• Extracted entries:
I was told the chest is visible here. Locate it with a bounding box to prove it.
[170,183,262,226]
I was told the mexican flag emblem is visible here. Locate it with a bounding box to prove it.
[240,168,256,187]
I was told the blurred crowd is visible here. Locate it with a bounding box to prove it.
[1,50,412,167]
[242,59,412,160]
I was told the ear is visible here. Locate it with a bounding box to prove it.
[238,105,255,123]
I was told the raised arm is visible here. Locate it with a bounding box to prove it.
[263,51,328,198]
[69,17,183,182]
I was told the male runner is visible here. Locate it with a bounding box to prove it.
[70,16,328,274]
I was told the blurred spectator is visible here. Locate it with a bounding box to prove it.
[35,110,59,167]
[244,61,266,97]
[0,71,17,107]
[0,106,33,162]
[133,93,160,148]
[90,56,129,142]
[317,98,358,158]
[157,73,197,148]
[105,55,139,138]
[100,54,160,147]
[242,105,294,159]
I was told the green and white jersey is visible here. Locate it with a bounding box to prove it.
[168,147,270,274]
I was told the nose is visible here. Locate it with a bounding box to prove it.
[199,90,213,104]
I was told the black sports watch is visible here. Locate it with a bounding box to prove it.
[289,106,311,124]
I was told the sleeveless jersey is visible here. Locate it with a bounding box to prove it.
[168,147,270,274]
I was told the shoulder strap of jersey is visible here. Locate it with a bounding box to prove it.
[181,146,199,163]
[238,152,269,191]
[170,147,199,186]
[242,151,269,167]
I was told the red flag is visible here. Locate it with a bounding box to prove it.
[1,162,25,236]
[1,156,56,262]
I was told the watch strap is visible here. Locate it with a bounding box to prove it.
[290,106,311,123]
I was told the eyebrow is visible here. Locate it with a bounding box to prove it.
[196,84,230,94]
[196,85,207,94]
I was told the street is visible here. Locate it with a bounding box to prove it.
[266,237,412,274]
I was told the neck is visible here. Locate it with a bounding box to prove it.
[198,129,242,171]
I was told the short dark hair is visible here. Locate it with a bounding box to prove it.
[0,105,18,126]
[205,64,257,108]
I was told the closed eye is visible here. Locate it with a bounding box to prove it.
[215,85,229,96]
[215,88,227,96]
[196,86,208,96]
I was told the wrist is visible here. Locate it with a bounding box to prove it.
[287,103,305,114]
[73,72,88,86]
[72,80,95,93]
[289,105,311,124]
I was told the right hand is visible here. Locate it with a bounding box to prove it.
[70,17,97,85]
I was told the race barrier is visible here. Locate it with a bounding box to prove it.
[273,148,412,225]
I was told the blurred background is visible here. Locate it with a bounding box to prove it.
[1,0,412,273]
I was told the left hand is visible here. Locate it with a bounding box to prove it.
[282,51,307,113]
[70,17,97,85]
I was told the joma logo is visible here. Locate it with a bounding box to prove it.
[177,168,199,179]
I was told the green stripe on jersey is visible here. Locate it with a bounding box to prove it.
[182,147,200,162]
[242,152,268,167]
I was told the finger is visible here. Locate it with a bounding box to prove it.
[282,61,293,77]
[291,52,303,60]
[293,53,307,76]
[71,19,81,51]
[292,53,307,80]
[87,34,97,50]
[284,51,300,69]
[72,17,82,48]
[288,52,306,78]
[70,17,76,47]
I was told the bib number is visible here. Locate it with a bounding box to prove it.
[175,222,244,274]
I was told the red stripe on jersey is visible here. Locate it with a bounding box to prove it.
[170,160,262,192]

• Task requirements: Repeat the data in full. Alter nothing.

• Reply to the exercise:
I was told the chest is visible here. Locate it with a bounding box to prove it.
[170,183,262,226]
I was told the mexican flag emblem is visible here. Locate it with a bounding box to prove it.
[240,168,256,187]
I was told the blurred crowd is visible here. Locate it with a bounding box to prove it.
[1,50,412,167]
[242,59,412,160]
I was told the ear is visible here. Locate it with a bounding box to prove it.
[238,105,255,123]
I was told the raised arm is visible here. Locate it with a bounding box to prove it.
[263,51,328,198]
[69,17,183,182]
I was told the male runner is visible here. Locate it with a bounding box to prove it.
[70,16,328,274]
I was told the blurred spectator is visible here. Locate it with a bounding box to prove it.
[35,110,59,167]
[244,61,266,97]
[0,71,17,107]
[0,106,33,162]
[133,93,160,148]
[90,56,129,142]
[317,98,358,158]
[157,73,197,148]
[105,55,139,138]
[100,54,160,147]
[242,105,294,159]
I was told the green and white jersey is visible here. Locate it with a bounding box to prove it.
[168,147,270,274]
I was told the nose is visible here. Locate it with a bounding box to prove it.
[199,90,213,104]
I was told the black sports watch is visible here. Locate it with a bounding box to prove it.
[289,106,311,124]
I was told the sleeveless jersey is visible here. Locate it with a bounding box to prove it.
[168,147,270,274]
I was told the shoulder strap of jersey is visible here. Locate it with a bounding box to prove it.
[181,146,199,163]
[238,152,269,191]
[170,147,199,186]
[242,151,269,167]
I was told the red flag is visible here. Locate it with a bounding box to prove it.
[1,162,25,236]
[1,156,56,262]
I was told the watch strap is visible here. Locate it with a bounding box to prove it.
[290,106,311,123]
I was told the eyebrow is visible here. Locate it with a bounding box to prove it.
[196,84,230,94]
[196,85,207,94]
I was told the street is visible here. Locate it with a bounding box to prove it.
[266,237,412,274]
I was told the neck is visible here. Locate it with a bounding box to prove it.
[198,129,242,171]
I was told the short dark hair is visible here. Locate it with a bounding box to prove it.
[0,105,18,126]
[205,64,257,108]
I was told the closed eye is visible here. Locate it with a bounding box to prove it.
[215,85,229,96]
[215,88,227,96]
[196,86,208,96]
I was told the wrist is visible here. Locate it with a bounding box to prove it.
[287,103,305,114]
[73,72,88,86]
[72,80,95,93]
[289,105,311,124]
I was told the right hand is visible here. Locate it with a bounding box to prove it.
[70,17,97,85]
I was told the race barrier is visible here. Locate it with a bounding box to prove it.
[273,148,412,225]
I was told the blurred background is visible here. Locate it with a bounding box to prove it.
[1,0,412,273]
I was told the left hand is visible here. Locate it with a bounding box to prove it.
[282,51,307,113]
[70,17,97,85]
I was told the joma logo is visible here. Locate it with a bounding box to prove it.
[177,168,199,179]
I was told the green stripe on jersey is visible here. Locate it with a bounding box to prove it.
[182,147,200,162]
[242,152,268,167]
I was told the finger is visible here. Locate it with a bounding box to prove it.
[282,61,293,77]
[291,52,303,60]
[293,53,307,76]
[71,19,81,51]
[292,53,307,80]
[87,34,97,50]
[284,51,300,69]
[72,17,82,48]
[288,52,306,78]
[70,17,76,47]
I was told the bib number is visible here. Locate it with a bounding box to prove it.
[175,222,244,274]
I was told the red stripe on jersey is visible here. Locate it with a bounding box to prove it.
[170,160,262,192]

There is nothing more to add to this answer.